→ **YOUR OBJECTIVE**: Give a single number in reply. It is the count of lines below that contain the string "correct".

Stored data entries

_ _ _ _ _

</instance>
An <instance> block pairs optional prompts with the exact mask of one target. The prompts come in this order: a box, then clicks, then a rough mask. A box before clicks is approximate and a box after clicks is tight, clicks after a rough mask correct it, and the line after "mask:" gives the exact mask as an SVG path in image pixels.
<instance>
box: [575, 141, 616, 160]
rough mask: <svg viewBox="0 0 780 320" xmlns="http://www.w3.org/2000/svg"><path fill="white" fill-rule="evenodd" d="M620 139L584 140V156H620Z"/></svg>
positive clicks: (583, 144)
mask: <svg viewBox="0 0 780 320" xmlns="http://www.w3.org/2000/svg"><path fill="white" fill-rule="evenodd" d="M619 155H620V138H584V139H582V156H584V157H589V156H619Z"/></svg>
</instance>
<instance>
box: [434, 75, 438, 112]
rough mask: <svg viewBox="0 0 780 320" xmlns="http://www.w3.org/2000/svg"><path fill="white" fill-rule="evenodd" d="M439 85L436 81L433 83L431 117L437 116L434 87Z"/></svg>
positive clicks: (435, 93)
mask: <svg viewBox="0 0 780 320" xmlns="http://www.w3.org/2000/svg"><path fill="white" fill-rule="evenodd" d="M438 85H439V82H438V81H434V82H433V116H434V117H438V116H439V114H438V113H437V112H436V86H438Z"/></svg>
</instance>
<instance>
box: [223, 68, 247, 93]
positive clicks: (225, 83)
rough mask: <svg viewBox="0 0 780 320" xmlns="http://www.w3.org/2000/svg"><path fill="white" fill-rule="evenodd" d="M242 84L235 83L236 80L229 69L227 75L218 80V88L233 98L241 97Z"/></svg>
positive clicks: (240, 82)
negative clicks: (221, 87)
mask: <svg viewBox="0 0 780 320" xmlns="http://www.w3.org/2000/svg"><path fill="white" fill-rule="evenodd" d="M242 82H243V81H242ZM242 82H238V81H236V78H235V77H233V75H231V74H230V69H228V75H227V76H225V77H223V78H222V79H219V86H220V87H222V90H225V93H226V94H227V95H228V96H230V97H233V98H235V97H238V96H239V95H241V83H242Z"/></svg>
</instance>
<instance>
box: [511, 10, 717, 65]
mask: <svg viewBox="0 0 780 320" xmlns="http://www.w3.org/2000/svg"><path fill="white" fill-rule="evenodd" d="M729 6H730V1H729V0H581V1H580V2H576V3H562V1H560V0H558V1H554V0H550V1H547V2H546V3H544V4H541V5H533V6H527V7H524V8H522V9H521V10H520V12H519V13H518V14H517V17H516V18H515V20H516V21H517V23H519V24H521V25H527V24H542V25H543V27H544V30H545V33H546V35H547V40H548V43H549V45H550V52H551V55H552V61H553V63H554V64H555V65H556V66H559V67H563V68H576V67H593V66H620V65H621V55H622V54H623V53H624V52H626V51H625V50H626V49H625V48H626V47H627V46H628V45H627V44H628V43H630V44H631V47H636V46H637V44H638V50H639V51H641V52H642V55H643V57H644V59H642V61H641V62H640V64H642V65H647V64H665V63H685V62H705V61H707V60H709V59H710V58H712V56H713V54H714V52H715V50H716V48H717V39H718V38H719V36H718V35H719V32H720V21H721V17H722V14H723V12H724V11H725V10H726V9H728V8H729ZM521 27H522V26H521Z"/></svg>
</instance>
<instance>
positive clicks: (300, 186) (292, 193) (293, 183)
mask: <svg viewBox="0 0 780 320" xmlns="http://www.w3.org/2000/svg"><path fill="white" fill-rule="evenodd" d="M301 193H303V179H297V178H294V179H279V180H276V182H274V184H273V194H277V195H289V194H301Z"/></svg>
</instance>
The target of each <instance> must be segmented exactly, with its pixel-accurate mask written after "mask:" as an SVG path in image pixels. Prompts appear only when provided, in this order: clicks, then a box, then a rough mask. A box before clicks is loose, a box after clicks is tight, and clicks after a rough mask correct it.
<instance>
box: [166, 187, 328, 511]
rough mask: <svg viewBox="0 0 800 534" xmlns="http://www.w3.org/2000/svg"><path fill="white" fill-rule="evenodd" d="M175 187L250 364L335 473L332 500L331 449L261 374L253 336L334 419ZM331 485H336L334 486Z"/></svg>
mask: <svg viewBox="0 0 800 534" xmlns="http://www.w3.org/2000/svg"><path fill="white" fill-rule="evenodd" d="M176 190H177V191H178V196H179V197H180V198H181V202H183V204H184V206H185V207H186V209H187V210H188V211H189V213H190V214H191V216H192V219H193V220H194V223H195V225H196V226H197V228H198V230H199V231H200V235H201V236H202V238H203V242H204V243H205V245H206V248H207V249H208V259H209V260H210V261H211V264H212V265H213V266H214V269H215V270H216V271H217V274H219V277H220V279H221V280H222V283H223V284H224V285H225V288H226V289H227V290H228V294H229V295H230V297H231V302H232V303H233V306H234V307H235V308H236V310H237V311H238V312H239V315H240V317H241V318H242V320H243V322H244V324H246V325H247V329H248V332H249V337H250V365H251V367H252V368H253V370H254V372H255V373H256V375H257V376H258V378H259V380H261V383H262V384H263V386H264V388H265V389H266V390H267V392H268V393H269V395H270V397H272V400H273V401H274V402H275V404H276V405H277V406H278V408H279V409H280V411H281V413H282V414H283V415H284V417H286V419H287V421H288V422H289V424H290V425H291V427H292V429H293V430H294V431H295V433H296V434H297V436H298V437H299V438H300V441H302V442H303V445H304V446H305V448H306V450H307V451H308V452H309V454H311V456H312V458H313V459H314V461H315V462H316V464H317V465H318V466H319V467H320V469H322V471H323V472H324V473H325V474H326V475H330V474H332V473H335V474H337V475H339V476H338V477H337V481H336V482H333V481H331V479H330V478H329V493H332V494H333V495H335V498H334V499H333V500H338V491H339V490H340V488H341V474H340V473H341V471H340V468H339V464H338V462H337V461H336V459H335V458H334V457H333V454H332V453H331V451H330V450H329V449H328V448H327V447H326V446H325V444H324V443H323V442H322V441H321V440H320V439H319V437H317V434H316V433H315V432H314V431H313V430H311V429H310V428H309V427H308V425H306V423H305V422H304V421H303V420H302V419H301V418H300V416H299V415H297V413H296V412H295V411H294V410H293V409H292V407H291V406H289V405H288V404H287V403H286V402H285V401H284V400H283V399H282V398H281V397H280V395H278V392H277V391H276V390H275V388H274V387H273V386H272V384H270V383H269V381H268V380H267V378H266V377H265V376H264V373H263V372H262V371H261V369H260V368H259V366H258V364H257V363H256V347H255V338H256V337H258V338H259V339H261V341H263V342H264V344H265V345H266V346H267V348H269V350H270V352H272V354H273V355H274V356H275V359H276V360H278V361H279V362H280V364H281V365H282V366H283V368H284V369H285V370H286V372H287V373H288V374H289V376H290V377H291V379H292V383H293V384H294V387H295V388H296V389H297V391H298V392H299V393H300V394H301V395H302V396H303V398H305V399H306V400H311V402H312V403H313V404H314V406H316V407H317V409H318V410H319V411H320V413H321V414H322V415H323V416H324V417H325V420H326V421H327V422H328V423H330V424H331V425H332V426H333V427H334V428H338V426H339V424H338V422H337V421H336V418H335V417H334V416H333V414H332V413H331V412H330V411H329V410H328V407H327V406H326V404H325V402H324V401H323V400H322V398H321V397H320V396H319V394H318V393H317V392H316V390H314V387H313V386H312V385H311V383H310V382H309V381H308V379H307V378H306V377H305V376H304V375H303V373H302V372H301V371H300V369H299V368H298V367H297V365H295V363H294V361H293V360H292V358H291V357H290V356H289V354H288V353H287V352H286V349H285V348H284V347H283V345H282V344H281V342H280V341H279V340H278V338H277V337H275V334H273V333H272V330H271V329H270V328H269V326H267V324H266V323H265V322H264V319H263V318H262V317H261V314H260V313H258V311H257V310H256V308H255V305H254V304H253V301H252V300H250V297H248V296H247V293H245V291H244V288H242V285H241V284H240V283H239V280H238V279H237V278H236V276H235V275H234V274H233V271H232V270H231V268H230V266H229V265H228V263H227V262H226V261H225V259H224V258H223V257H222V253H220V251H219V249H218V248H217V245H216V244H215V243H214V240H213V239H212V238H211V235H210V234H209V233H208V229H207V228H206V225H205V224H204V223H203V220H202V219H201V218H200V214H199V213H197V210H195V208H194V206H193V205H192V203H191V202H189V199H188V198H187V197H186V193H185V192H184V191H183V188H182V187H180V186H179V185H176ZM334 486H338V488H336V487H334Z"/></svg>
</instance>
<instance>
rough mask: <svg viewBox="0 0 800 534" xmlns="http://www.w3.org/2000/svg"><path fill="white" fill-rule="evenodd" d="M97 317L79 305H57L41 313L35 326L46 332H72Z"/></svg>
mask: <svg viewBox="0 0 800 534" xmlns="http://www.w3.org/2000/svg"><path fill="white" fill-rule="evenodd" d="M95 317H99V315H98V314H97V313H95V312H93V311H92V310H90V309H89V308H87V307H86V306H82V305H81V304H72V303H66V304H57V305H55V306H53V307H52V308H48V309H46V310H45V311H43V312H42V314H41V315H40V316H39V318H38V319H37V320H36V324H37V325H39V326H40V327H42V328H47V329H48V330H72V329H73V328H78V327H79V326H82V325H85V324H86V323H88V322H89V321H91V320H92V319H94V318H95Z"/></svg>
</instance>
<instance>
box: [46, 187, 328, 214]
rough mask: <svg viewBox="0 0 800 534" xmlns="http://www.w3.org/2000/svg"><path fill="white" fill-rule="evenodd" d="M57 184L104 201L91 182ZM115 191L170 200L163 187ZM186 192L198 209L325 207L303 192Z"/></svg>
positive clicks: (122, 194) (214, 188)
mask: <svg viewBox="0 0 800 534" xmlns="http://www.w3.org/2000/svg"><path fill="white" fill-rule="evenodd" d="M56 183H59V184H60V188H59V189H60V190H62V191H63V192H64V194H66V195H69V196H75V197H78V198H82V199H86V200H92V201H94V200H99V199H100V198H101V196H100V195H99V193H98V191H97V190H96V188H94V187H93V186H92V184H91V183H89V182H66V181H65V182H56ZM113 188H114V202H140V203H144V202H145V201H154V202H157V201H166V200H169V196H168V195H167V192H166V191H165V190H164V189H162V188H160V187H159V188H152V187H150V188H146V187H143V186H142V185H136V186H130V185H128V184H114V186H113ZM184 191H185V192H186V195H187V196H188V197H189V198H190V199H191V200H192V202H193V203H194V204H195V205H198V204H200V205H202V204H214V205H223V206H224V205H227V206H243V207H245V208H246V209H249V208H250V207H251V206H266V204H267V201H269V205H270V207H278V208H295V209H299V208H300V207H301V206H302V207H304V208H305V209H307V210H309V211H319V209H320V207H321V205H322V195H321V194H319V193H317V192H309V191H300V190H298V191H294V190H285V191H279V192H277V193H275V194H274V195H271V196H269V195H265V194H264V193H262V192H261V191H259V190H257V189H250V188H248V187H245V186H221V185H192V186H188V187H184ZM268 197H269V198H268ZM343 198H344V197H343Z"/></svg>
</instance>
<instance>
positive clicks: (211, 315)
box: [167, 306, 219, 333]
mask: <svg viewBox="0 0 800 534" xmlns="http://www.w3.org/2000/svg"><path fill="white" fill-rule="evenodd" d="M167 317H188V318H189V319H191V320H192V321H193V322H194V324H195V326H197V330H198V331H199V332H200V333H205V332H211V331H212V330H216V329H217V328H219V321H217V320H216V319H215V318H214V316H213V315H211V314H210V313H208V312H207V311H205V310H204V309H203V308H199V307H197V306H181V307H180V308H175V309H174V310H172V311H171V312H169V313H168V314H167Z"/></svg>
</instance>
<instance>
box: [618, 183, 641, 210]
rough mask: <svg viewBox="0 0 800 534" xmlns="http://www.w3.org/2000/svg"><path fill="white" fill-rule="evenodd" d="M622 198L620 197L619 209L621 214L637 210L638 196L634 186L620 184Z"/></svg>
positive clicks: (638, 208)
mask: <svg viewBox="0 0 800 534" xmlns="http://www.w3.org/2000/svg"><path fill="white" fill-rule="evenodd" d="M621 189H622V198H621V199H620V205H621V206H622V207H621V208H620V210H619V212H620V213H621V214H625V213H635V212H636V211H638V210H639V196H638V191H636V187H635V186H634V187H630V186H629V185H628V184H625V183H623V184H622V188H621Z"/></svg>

_ _ _ _ _

→ **TASK ANSWER**: 2